● **Exercices à réaliser**
- A) D'après l'extrait du document, dans quel journal Nicholas Kristof a-t-il publié son opinion du 16 mars ?
- B) Citez le passage de l'extrait du document qui va de «L’hystérie collective que» jusqu'à «écrit Sylvain Cypel.».
----- Extrait du document -----
Sylvain Cypel écrit: «Ces déclarations ahurissantes mais explicites ne suscitent aucun scandale en Israël…. L’idée la plus formulée est celle d’une nouvelle grande expulsion des Palestiniens. Des dirigeants du Likoud et la totalité de l’extrême droite coloniale l’exposent sans frein. Le député Likoud Ariel Kallner s’exclame : «Un seul but: la Nakba! Une Nakba qui éclipsera celle de 1948.»
Autre adorateur de l’assassin Goldstein, Bezalel Smotrich, ministre des Finances et chargé de la gestion «civile» des territoires occupés expliquait, le 2 janvier 2024 à la télé, que les deux millions de Gazaouis étant collectivement des assassins potentiels de juifs, la seule option est de les expulser. Déjà en 2018, Avigdor Liberman, ministre de la Défense clamait sa haine des Palestiniens affirmant qu’«à Gaza il n’y a pas de gens innocents.» En 2015, Liberman, lui qui est né en Moldavie, proposait, copiant Hitler, de «décapiter à la hache les Arabes israéliens infidèles à la patrie» (Libération, 10 mars 2015).
L’hystérie collective que vit Israël est à son paroxysme: «au Collège universitaire de Netanya, 50 étudiants palestiniens d’Israël ont dû se barricader devant une foule déchaînée hurlant «Mort aux Arabes» et «à Gaza» écrit Sylvain Cypel.
Joe Biden n’est pas de la trempe de Ronald Reagan
Dans une opinion parue sur le New York Times le 16 mars dernier, Nicholas Kristof suppliait le Président Biden d’user de son influence pour sauver des vies à Gaza. Il note que Netanyahou n’a que faire des demandes du président américain «car cela ne lui coûte rien, c’est sans conséquences».
----- Liste des lignes -----
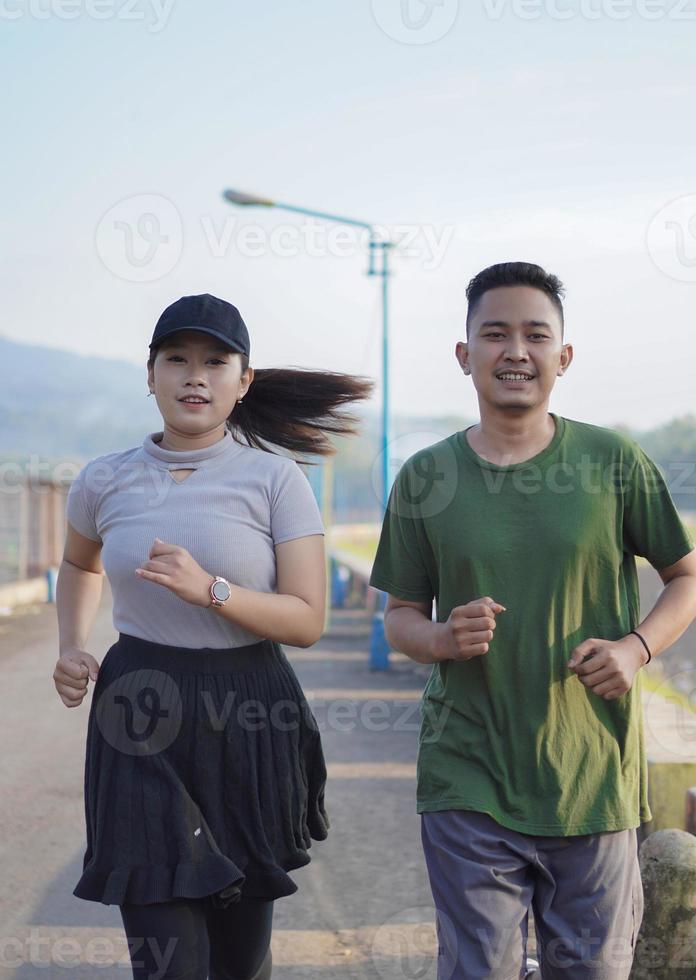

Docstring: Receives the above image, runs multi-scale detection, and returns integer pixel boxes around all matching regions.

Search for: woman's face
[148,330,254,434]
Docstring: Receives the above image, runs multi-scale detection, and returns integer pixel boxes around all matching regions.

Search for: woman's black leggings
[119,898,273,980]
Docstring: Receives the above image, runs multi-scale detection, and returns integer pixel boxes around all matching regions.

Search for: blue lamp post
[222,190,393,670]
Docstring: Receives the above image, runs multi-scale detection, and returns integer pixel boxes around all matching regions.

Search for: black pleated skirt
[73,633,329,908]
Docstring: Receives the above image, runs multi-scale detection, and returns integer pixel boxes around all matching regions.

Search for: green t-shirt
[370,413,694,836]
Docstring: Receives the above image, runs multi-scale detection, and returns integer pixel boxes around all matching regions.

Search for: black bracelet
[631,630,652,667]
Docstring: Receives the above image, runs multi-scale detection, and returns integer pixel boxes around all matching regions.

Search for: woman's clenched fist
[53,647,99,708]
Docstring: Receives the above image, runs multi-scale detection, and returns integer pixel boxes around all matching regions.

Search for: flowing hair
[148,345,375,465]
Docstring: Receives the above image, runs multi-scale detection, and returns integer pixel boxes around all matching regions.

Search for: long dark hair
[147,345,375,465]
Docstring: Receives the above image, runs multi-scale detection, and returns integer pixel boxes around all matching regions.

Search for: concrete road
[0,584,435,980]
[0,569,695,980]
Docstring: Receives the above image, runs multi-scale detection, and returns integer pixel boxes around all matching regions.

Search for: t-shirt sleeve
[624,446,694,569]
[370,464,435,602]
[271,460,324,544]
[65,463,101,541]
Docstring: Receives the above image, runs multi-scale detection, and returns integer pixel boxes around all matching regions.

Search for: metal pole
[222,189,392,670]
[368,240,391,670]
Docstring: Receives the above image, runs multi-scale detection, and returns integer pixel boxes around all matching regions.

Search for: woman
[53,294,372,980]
-----
----- Liste des lignes -----
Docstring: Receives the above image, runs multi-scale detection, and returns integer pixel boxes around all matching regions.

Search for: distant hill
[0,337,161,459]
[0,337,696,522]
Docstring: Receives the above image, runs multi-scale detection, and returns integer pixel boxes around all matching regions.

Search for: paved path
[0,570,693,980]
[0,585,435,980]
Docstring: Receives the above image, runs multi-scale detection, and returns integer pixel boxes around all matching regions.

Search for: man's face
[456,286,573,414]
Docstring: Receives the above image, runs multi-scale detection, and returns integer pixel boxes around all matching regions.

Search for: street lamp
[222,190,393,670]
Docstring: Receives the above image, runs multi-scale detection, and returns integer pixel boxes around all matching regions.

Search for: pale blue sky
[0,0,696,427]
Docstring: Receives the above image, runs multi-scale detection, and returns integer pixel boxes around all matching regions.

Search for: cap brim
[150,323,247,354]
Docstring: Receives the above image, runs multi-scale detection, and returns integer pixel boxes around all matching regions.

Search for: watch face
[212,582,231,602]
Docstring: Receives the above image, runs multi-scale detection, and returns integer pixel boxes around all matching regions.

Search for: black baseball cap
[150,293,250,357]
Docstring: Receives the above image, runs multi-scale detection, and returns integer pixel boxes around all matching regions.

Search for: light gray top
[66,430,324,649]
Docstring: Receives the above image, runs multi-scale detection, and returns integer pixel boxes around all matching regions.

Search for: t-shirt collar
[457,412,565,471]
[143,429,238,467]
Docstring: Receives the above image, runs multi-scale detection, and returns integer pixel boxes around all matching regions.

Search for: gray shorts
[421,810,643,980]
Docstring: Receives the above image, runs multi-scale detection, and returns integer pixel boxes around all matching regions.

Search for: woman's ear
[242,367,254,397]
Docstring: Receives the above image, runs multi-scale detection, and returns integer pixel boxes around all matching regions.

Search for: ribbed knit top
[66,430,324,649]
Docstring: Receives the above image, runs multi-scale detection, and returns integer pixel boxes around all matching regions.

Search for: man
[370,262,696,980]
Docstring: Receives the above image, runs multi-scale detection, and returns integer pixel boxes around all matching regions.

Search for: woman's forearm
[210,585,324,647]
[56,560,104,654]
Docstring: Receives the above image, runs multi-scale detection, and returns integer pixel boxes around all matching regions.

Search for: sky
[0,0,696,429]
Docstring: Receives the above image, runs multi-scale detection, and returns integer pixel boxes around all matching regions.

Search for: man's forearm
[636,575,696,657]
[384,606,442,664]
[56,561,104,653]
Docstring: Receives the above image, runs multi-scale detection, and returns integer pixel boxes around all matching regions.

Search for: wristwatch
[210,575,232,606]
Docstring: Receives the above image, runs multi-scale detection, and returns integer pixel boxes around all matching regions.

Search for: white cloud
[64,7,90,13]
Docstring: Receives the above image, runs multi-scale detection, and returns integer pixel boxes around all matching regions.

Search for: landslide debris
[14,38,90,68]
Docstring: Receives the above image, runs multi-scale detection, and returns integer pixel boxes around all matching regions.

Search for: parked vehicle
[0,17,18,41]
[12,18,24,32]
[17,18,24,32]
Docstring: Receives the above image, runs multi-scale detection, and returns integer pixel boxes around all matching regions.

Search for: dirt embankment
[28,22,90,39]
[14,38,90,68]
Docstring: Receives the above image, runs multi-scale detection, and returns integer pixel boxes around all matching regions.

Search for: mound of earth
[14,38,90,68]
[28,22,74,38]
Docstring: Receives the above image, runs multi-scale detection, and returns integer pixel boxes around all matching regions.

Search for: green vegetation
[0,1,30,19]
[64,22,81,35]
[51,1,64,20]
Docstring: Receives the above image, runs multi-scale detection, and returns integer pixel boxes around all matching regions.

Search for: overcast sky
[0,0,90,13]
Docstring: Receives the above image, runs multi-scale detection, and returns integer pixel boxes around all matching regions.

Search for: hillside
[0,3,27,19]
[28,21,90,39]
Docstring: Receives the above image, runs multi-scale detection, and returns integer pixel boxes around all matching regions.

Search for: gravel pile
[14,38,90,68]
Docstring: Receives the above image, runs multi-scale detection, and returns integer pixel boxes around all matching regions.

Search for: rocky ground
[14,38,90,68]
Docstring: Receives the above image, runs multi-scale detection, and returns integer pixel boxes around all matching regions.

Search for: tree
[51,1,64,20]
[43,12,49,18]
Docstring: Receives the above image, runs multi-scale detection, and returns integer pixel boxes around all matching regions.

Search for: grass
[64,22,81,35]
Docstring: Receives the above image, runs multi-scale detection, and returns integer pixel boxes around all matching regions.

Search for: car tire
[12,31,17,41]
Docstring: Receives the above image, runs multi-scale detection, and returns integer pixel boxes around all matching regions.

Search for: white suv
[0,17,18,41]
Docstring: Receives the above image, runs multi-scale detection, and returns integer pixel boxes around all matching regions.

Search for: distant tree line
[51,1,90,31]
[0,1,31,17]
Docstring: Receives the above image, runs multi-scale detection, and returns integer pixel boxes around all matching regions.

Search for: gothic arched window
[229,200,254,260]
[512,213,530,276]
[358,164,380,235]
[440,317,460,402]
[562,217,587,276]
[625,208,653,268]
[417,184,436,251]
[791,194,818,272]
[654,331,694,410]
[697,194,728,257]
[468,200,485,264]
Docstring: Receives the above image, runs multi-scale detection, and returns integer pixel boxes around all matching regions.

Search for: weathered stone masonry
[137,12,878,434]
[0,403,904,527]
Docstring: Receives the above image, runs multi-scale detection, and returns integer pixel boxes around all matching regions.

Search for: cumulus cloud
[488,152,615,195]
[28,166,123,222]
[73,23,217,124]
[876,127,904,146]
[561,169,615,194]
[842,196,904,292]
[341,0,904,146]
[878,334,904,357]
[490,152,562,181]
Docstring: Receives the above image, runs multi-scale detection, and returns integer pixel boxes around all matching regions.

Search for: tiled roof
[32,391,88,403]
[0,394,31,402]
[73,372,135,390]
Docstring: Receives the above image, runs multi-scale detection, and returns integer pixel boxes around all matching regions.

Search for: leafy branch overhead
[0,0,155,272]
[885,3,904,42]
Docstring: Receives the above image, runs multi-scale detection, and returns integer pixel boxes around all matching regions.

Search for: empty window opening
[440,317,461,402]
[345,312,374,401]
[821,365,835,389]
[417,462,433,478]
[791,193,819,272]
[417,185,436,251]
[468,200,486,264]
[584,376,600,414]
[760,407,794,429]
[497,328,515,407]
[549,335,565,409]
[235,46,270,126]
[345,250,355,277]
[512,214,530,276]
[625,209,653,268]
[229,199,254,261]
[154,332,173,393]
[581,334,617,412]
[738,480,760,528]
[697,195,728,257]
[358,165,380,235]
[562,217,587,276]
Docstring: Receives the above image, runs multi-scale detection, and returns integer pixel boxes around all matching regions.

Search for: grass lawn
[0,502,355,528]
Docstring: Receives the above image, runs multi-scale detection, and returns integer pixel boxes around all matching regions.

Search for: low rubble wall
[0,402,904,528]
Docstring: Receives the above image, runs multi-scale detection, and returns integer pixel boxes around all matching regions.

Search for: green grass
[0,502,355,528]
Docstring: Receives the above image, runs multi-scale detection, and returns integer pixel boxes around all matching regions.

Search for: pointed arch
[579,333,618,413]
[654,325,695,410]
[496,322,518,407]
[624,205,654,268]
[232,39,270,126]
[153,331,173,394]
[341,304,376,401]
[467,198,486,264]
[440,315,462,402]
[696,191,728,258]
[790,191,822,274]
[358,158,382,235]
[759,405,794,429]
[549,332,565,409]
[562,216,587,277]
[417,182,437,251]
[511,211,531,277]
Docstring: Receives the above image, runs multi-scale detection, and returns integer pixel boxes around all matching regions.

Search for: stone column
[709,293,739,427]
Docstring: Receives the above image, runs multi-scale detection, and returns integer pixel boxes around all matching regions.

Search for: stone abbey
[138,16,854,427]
-----
● **Les solutions**
- A) Dans le New York Times.

- B)
L’hystérie collective que vit Israël est à son paroxysme: «au Collège universitaire de Netanya, 50 étudiants palestiniens d’Israël ont dû se barricader devant une foule déchaînée hurlant «Mort aux Arabes» et «à Gaza» écrit Sylvain Cypel.